Natural-language object grounding data
***

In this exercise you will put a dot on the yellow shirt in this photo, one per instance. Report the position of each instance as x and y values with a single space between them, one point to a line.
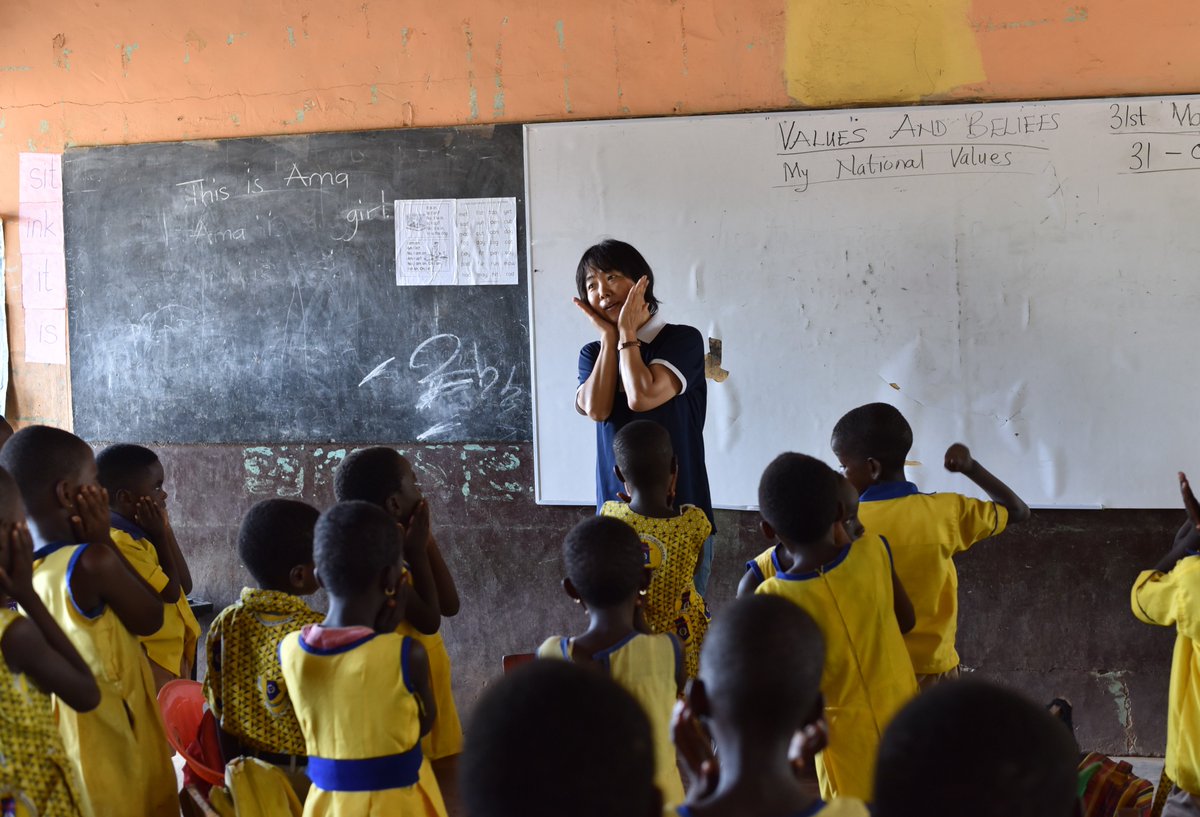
244 685
868 676
1174 599
672 548
178 636
360 720
925 530
119 748
35 770
646 667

***

■ Directions for this task:
Without any pictures, retype the records above exactly.

■ Reply:
In this exercise you will put a dot on the yellow shirt in this photo, one per instance. Report the position of each instance as x and y values with a single space between them, one point to a line.
244 685
868 676
1174 599
672 548
178 636
360 720
925 530
119 748
35 770
646 667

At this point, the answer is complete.